***** Material provided

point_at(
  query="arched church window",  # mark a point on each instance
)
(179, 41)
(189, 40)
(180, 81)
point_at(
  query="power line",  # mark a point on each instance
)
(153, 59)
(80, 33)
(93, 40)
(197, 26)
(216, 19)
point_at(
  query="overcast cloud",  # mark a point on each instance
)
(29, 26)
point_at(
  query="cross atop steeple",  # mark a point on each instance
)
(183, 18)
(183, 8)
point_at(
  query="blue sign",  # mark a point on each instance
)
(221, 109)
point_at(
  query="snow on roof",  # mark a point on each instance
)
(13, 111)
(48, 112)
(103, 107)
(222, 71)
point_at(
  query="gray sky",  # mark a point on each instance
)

**********

■ **What to work on**
Can you rewrite all the records above with "power line" replaced by "utility wire" and nothing else changed?

■ **Output for this exercise**
point_at(
  query="arched church window",  # mark a point on each instance
)
(179, 41)
(189, 40)
(180, 81)
point_at(
  query="utility wire",  # mark a point on each instance
)
(153, 59)
(80, 33)
(93, 40)
(197, 26)
(216, 19)
point_at(
  query="overcast cloud",  # mark a point on each instance
)
(29, 26)
point_at(
  query="cross atop steeple",  # mark a point on each instance
)
(183, 18)
(183, 8)
point_at(
  query="blue sign",  # mark a point on each instance
)
(221, 109)
point_at(
  query="snow on roof",  # mark a point on each instance
)
(13, 111)
(48, 112)
(103, 107)
(222, 71)
point_at(
  query="gray sky",  # mark a point on each instance
)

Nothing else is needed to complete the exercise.